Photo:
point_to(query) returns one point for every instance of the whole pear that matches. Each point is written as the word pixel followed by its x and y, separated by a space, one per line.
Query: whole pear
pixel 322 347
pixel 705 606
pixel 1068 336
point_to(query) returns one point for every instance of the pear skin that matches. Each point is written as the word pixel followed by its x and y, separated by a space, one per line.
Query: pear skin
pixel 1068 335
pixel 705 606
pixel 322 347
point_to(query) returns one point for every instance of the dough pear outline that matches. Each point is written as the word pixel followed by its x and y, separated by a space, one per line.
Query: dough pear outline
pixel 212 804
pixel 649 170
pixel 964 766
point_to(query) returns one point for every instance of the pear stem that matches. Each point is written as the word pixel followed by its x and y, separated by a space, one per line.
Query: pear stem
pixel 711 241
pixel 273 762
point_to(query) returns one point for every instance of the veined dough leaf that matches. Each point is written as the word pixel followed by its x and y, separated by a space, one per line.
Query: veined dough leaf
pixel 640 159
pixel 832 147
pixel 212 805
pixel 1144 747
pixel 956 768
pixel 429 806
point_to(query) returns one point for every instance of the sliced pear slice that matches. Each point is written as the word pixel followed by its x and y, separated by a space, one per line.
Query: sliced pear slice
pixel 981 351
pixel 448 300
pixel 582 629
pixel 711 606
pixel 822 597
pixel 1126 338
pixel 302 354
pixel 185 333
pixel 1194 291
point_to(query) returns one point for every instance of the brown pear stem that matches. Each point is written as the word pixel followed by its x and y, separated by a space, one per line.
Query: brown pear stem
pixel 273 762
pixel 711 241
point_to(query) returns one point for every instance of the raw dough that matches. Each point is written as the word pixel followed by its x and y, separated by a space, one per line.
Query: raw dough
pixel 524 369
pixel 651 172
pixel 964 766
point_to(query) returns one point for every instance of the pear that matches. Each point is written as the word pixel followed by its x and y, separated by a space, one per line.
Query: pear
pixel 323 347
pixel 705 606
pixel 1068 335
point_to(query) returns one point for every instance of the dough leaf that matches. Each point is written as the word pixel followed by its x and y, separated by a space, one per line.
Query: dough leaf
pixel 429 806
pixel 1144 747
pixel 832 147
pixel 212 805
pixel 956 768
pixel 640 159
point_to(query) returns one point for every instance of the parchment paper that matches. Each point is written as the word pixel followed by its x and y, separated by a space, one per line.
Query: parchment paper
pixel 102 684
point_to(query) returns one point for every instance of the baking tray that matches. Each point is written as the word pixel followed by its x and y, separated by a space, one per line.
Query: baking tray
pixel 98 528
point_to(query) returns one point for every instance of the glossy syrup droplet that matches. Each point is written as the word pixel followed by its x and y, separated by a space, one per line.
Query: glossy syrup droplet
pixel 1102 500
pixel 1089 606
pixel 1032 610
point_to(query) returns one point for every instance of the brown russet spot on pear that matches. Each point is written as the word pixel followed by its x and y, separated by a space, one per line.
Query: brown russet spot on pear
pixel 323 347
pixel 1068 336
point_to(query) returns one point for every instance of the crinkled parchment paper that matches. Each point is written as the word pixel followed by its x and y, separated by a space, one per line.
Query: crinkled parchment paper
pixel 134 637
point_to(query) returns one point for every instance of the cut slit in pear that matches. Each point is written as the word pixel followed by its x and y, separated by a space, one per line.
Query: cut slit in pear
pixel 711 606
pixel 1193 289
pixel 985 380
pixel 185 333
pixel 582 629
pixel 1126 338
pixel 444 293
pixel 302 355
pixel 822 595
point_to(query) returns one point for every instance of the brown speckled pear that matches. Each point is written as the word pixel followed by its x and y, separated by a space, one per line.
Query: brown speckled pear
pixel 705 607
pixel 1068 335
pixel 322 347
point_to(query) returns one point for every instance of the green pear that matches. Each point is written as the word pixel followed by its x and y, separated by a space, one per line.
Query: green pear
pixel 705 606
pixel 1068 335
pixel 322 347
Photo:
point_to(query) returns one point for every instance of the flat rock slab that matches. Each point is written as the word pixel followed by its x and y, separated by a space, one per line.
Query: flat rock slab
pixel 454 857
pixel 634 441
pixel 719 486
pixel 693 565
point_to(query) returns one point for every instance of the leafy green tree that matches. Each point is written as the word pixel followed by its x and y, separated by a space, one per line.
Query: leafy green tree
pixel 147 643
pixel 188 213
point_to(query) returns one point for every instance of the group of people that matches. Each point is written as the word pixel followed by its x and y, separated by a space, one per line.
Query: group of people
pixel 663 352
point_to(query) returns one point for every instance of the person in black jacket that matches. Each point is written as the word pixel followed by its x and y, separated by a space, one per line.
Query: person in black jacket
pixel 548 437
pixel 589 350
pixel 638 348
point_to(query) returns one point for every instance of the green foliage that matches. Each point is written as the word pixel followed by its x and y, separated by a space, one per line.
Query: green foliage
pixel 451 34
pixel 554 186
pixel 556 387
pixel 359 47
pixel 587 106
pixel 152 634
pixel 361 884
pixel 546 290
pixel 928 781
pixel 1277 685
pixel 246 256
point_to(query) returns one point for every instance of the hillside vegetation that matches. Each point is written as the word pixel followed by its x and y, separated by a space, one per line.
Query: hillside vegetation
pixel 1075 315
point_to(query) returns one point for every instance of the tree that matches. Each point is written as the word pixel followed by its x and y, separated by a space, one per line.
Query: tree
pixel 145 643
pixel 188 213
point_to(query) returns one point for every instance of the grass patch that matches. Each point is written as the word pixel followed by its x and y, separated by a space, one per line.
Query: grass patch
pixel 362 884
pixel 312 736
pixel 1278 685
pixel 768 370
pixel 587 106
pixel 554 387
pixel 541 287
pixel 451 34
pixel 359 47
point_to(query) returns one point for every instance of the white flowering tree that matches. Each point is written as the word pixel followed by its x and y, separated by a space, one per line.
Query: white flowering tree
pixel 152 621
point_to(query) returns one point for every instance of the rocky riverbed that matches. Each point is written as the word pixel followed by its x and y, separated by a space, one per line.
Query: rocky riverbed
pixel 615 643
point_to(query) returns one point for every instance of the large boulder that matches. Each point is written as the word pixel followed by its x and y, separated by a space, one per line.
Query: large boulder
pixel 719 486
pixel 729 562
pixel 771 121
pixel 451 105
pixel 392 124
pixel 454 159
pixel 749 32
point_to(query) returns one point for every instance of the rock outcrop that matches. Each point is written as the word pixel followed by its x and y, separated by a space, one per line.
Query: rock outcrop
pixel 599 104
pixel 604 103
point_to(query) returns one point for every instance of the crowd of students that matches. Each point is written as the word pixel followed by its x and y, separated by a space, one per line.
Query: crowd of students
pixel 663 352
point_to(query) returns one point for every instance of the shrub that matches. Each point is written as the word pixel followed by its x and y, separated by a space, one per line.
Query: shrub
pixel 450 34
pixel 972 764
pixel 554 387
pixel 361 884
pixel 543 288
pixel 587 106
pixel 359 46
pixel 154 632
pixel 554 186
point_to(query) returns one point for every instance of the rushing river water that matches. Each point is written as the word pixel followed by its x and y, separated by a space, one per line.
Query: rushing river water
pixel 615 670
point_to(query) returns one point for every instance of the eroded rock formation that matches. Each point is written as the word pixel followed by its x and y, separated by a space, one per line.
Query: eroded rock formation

#### TASK TO COMPLETE:
Leaving every word in place, output the whole listing above.

#### OUTPUT OF THE EXERCISE:
Photo:
point_to(query) returns one point for every instance of the whole pear that matches. Each point is written as the word pixel followed by its x and y, separated by a space, one per line.
Query: whole pear
pixel 322 347
pixel 705 606
pixel 1068 336
point_to(query) returns one point for every instance of the pear skin that matches. Each point is written as the word pixel followed by its x and y, separated by a space, one per line.
Query: pear skin
pixel 1068 335
pixel 705 606
pixel 322 347
point_to(query) returns one point for every instance of the dough pear outline that matches. Each point is written as the word pixel followed by its x and y, separated by a space, one per line.
Query: dough pear outline
pixel 212 804
pixel 649 170
pixel 964 766
point_to(query) returns one point for every instance of the pear stem that matches. Each point is written as the word pixel followed by its x and y, separated by a space, one per line.
Query: pear stem
pixel 711 241
pixel 273 762
point_to(query) returns one point for every instance of the veined dough leaf that matches. Each point is written as the word pixel followed by its x and y, separated by a space, one per line.
Query: veined dough leaf
pixel 640 159
pixel 832 147
pixel 212 805
pixel 1144 747
pixel 956 768
pixel 429 806
point_to(query) returns one point for every instance of the sliced pear slice that matches. Each point is written as the word pixel followed by its x and y, separated by a space, one per line.
Query: sliced pear slice
pixel 981 351
pixel 448 300
pixel 582 629
pixel 711 606
pixel 822 597
pixel 1126 338
pixel 302 354
pixel 185 333
pixel 1194 291
point_to(query) returns one point for every instance of the brown pear stem that matches. Each point is written as the word pixel followed by its x and y, separated by a space, one per line.
Query: brown pear stem
pixel 273 762
pixel 711 241
point_to(query) returns one point for every instance of the raw dough that matches. Each point is written as the word pixel followed by its x and y, separated by a space, one per line.
Query: raw dough
pixel 524 369
pixel 651 172
pixel 964 766
point_to(query) returns one point for every instance of the pear that matches. Each point is written as the word pixel followed by its x and y, separated by a space, one per line.
Query: pear
pixel 323 347
pixel 705 606
pixel 1068 335
point_to(query) returns one point for every instance of the dough leaf that matches. Each point is written as the word pixel followed by its x and y, separated by a space, one per line.
Query: dough leaf
pixel 429 806
pixel 1144 747
pixel 832 147
pixel 212 805
pixel 956 768
pixel 640 159
point_to(query) returns one point for every instance of the parchment paper that matches. Each point is written as the word pixel followed by its x and y, separated by a space, one per line.
Query: parchment paper
pixel 102 684
point_to(query) returns one point for every instance of the baking tray that matches. Each point is written as the word pixel followed by its x and y, separated by a space, one per line.
Query: baking tray
pixel 98 528
point_to(query) returns one point for every instance of the glossy syrup droplet that matches. Each point is written as the word pixel followed by its x and y, separated by a space, one per line.
Query: glossy syrup droplet
pixel 1102 500
pixel 1089 606
pixel 1032 610
point_to(query) returns one point for every instance of the brown russet spot on pear that matches. Each point is written as the word pixel followed by its x and y, separated by a space, one per line.
Query: brown russet spot on pear
pixel 323 347
pixel 1068 336
point_to(query) returns one point for every instance of the crinkled parchment paper that matches. Each point is written as the word pixel followed by its x and y, separated by a space, one per line.
Query: crinkled parchment paper
pixel 134 637
point_to(query) returns one point for every instance of the cut slit in pear that matches. Each point is written as the word pixel followed by its x and y, separated by a space, one per line.
Query: cut slit in pear
pixel 711 606
pixel 1193 289
pixel 985 380
pixel 185 333
pixel 582 629
pixel 1126 338
pixel 444 293
pixel 302 355
pixel 822 595
point_to(query) returns one point for every instance of the brown speckled pear that matches. Each point is written as the word pixel followed by its x and y, separated by a space, one per line.
Query: brown speckled pear
pixel 705 607
pixel 1068 335
pixel 322 347
point_to(query) returns one point for every instance of the green pear that matches. Each point is written as the word pixel followed by its x and y, separated by a space, one per line.
Query: green pear
pixel 705 606
pixel 1068 335
pixel 322 347
Photo:
point_to(query) returns one point for every instance of the flat rock slab that matches. Each point is written as the word pixel followed by its x and y, separated by a space, one per line.
Query: flat rock slab
pixel 454 857
pixel 634 441
pixel 719 486
pixel 693 565
point_to(query) returns one point for every instance of the leafy green tree that matches. Each point is written as the word pixel followed by its x and y, separated by a space, one per line.
Query: leafy green tree
pixel 147 643
pixel 188 213
point_to(query) returns one point for every instance of the group of people that matches. Each point is written as the word pixel followed by its x and y, separated by a space, one per line.
Query: group of people
pixel 663 352
point_to(query) returns one point for every instance of the person in black jacket that matches. Each point is written as the word pixel followed by its x and y, separated by a space, one per line.
Query: person in black jacket
pixel 548 437
pixel 589 350
pixel 638 348
point_to(query) returns one point for every instance of the green foliage that matches. Each point is written as the word pixel followed by its x and y, separated by a space, one per line.
Query: green foliage
pixel 451 34
pixel 554 186
pixel 556 387
pixel 359 47
pixel 587 106
pixel 152 634
pixel 361 884
pixel 546 290
pixel 928 781
pixel 1277 685
pixel 246 256
point_to(query) returns one point for every instance of the hillside vegetation that matches. Each point is written as the word pixel followed by its x and y, separated by a space, one per line.
Query: hillside vegetation
pixel 1075 315
point_to(query) returns one point for every instance of the tree that matches. Each point is written as the word pixel followed by its x and y, separated by a space, one per line.
Query: tree
pixel 145 643
pixel 188 213
point_to(query) returns one point for every instance of the grass patch that matches. Each point is written as the word pixel followed by its x and y, separated by a space, one per line.
Query: grass patch
pixel 362 884
pixel 312 736
pixel 1278 685
pixel 768 370
pixel 587 106
pixel 554 387
pixel 541 287
pixel 451 34
pixel 359 47
point_to(query) returns one point for every instance of the white flowering tree that matches. Each point is written as the word pixel followed by its x and y, separated by a space, one per line.
Query: white flowering tree
pixel 152 621
point_to(query) returns one point for every instance of the rocky riverbed that matches. Each point is written as the word pixel followed by its x and y, separated by a space, one per line.
Query: rocky riverbed
pixel 615 643
point_to(query) returns one point for every instance of the large boulder that matches. Each point is written as the word pixel followed by its x and y, separated by a space, one per line.
Query: large boulder
pixel 719 486
pixel 729 562
pixel 771 121
pixel 451 105
pixel 392 124
pixel 454 159
pixel 749 32
point_to(query) returns one point for every instance of the rock outcrop that matches. Each point is written as the word pixel followed by its x and y, separated by a space, one per line.
Query: rock outcrop
pixel 599 104
pixel 604 103
point_to(query) returns one point for every instance of the crowd of students that matches. Each point is written as the word pixel followed by its x and y, separated by a space, one per line.
Query: crowd of students
pixel 663 352
point_to(query) returns one point for every instance of the shrub that matches. Each point is written as the word pixel followed by its x and y, separated by a space, one per line.
Query: shrub
pixel 450 34
pixel 972 764
pixel 554 387
pixel 361 884
pixel 543 288
pixel 587 106
pixel 359 46
pixel 154 632
pixel 554 186
point_to(query) returns one point for every instance of the rushing river water that matches. Each point is written as the word pixel followed by its x and y, separated by a space, one per line.
Query: rushing river water
pixel 615 670
point_to(query) returns one point for every instance of the eroded rock formation that matches. Each point is written as the word pixel followed by its x and y, separated by a space, one per line.
Query: eroded rock formation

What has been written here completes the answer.